### The task:
Your response should be every line from the entries that includes the string "side".
#### Material provided
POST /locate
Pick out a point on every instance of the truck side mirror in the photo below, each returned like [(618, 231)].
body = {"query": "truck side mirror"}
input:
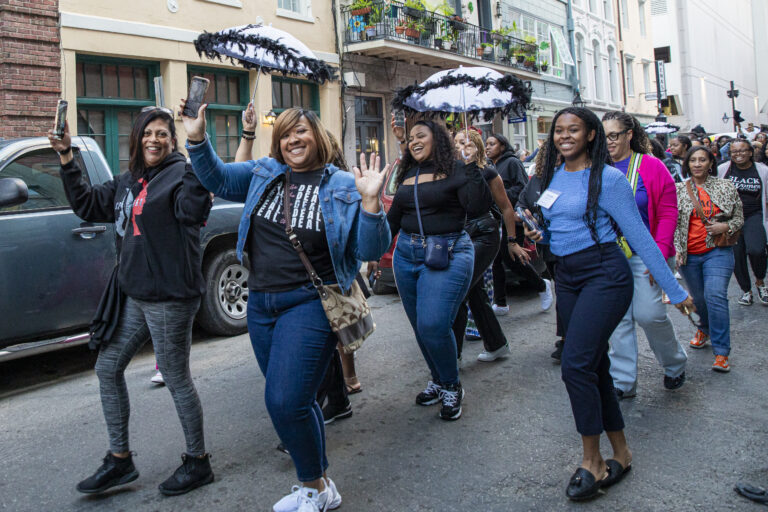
[(13, 191)]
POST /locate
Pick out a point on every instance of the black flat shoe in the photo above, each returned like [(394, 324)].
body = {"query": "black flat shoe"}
[(583, 485), (756, 494), (615, 472)]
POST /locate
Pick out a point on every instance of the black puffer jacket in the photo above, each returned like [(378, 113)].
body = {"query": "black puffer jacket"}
[(512, 172), (158, 219)]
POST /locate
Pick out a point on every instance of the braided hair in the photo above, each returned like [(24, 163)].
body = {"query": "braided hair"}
[(639, 142), (597, 154)]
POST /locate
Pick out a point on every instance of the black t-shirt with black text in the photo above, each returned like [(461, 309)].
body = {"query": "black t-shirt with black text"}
[(275, 265), (749, 187)]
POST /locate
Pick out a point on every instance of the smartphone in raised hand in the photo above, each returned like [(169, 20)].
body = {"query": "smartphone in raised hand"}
[(61, 119), (197, 89)]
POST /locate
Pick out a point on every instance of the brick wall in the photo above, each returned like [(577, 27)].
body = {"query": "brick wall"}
[(30, 66)]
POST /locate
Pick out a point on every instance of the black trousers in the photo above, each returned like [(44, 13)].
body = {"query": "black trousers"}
[(500, 278), (484, 233), (594, 290), (751, 247)]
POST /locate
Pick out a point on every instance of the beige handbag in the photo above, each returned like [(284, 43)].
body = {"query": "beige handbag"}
[(349, 315)]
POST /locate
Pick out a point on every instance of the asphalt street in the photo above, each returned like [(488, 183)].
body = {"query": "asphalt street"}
[(514, 448)]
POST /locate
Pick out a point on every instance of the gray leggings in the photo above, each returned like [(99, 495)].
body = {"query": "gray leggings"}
[(169, 324)]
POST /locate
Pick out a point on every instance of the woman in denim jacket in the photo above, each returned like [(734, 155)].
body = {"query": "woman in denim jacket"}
[(339, 221)]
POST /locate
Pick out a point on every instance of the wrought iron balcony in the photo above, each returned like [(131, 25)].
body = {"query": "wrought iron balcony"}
[(446, 38)]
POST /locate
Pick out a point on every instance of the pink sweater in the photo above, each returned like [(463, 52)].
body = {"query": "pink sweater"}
[(662, 203)]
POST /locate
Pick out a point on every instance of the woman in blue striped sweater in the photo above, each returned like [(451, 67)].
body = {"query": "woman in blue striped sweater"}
[(585, 203)]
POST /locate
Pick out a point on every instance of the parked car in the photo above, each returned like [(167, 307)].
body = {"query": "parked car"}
[(54, 267)]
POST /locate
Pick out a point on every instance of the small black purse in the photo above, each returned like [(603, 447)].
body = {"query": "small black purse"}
[(437, 249)]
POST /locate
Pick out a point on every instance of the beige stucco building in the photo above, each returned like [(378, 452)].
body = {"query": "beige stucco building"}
[(111, 52), (633, 27)]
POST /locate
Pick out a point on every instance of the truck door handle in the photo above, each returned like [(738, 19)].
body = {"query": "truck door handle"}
[(88, 232)]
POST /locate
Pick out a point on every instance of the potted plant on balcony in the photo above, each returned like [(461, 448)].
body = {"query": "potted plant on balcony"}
[(414, 8), (361, 7)]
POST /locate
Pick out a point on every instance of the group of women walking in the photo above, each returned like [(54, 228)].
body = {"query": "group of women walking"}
[(612, 223)]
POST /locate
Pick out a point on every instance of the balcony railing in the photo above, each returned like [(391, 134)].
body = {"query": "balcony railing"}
[(394, 21)]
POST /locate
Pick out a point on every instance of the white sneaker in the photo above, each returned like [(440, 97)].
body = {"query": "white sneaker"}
[(158, 378), (329, 499), (546, 296), (492, 356), (500, 310)]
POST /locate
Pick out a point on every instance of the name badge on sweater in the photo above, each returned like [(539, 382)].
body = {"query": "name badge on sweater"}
[(548, 198)]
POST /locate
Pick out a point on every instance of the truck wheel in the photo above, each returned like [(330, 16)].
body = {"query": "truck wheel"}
[(224, 305)]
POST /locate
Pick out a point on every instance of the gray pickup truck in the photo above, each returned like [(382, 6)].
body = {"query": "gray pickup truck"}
[(54, 266)]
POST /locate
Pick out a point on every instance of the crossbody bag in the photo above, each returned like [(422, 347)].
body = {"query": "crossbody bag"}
[(721, 240), (349, 315)]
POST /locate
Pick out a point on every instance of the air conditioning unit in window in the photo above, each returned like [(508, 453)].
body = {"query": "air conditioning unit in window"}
[(354, 79)]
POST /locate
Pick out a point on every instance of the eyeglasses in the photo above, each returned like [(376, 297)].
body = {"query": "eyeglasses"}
[(161, 109), (613, 137)]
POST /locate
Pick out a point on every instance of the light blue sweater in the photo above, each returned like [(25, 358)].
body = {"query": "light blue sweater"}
[(568, 232)]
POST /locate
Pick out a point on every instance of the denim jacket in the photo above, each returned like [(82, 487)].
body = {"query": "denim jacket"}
[(354, 235)]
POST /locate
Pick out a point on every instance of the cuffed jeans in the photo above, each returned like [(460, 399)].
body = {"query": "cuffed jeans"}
[(707, 276), (293, 344), (169, 325), (594, 290), (751, 247), (650, 313), (485, 239), (431, 299)]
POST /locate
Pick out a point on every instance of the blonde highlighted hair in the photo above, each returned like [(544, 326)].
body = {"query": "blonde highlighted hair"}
[(287, 120)]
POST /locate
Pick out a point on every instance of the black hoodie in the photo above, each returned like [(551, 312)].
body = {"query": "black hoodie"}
[(159, 219), (512, 172)]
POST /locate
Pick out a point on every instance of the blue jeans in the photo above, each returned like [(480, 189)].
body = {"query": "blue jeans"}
[(431, 299), (293, 343), (707, 276)]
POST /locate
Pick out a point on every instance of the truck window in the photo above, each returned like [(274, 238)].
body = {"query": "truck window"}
[(39, 169)]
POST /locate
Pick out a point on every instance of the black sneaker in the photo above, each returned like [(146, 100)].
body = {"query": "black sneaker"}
[(451, 397), (332, 412), (194, 472), (673, 383), (114, 471), (558, 353), (430, 395)]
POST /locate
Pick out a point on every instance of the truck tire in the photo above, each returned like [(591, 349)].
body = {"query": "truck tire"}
[(224, 305)]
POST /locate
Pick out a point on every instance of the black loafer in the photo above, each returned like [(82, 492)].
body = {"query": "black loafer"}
[(583, 485), (756, 494), (615, 472)]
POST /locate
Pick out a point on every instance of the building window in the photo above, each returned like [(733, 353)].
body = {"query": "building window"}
[(289, 92), (647, 77), (596, 70), (630, 76), (624, 14), (110, 94), (369, 126), (227, 97)]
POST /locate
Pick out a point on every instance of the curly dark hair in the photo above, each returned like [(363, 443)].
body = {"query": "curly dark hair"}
[(443, 151), (597, 153), (639, 143), (686, 160)]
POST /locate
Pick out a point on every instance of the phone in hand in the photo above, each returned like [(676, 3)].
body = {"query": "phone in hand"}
[(197, 89), (528, 220), (61, 118), (400, 118)]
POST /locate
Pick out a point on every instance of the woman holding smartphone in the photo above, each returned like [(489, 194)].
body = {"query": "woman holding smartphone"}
[(339, 222), (448, 192), (705, 267), (584, 202), (160, 274), (484, 232)]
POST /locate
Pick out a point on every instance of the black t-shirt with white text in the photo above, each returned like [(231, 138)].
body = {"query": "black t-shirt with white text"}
[(749, 187), (275, 265)]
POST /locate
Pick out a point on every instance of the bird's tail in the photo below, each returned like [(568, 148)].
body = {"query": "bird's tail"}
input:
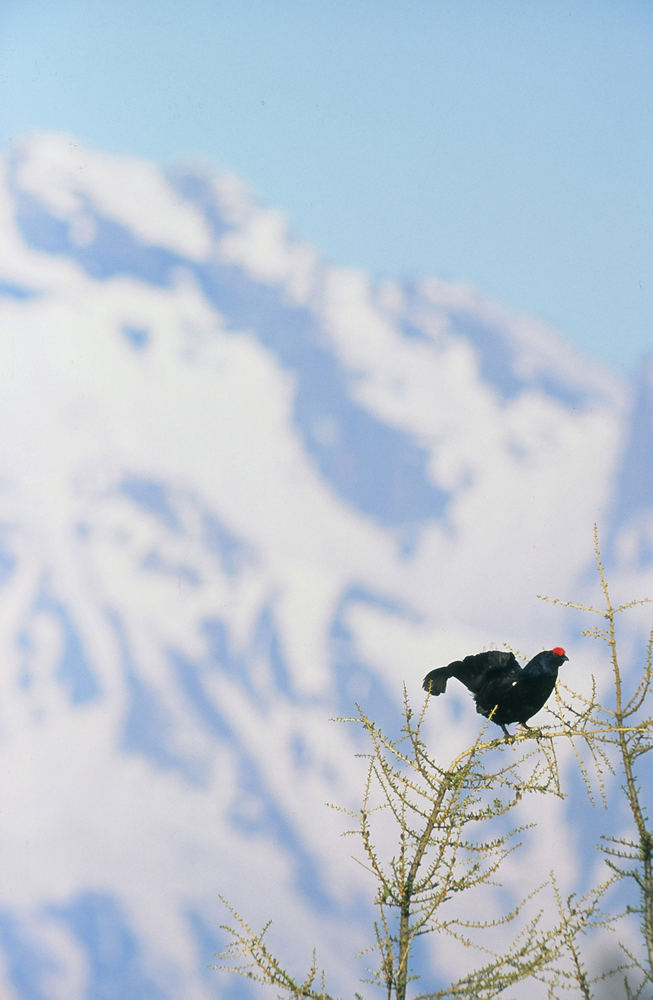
[(435, 681)]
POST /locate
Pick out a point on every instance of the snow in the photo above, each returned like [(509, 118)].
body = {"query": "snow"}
[(161, 509)]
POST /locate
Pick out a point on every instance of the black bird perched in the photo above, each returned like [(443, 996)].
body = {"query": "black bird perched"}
[(498, 682)]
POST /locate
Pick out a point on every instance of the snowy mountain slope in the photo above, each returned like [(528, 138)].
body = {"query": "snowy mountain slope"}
[(240, 491)]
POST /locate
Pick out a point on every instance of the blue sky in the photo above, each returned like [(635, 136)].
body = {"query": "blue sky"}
[(506, 143)]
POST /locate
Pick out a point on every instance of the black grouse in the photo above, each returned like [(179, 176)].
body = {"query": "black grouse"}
[(498, 682)]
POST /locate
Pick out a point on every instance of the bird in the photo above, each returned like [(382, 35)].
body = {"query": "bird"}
[(502, 688)]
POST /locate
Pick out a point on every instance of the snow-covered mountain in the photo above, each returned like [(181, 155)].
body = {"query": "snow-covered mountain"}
[(241, 490)]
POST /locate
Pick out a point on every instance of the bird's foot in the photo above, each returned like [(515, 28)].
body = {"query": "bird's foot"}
[(534, 731)]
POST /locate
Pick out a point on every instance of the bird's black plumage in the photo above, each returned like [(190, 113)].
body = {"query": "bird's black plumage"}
[(501, 687)]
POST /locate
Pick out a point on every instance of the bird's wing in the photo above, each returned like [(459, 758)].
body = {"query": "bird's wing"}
[(474, 669)]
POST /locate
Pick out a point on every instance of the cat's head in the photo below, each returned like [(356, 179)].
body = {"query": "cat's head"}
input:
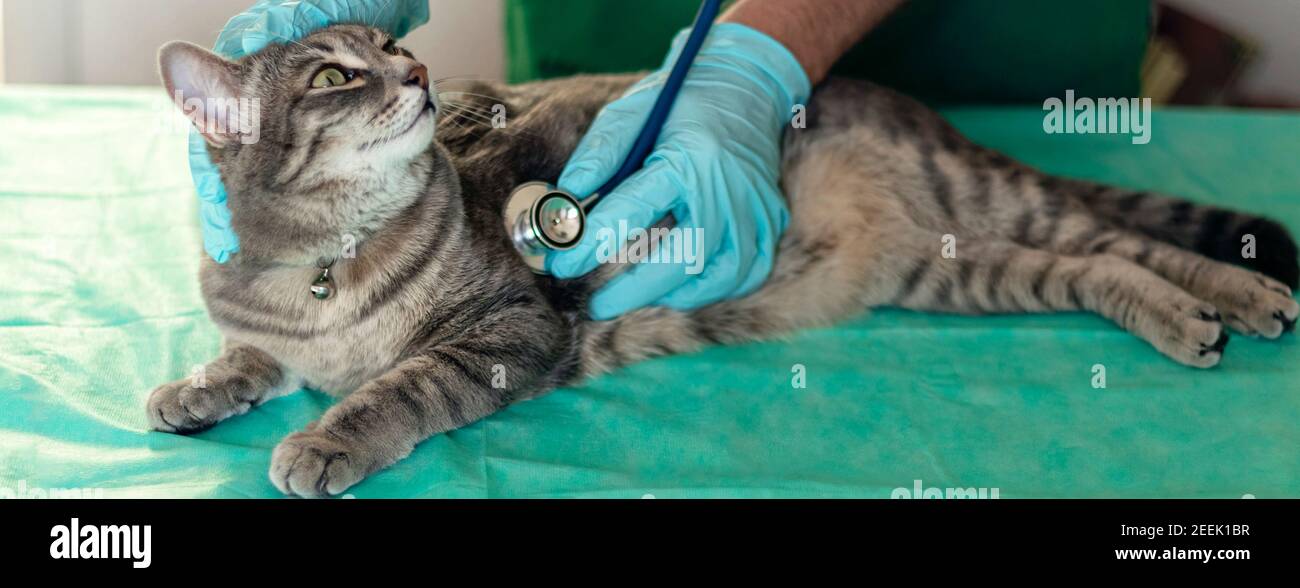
[(317, 141)]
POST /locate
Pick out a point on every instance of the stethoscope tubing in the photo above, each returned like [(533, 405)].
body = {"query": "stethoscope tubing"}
[(654, 124)]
########
### Final answer:
Pick out a point on every instance of the truck side mirror in the photo below, each returned like [(618, 231)].
body = {"query": "truck side mirror"}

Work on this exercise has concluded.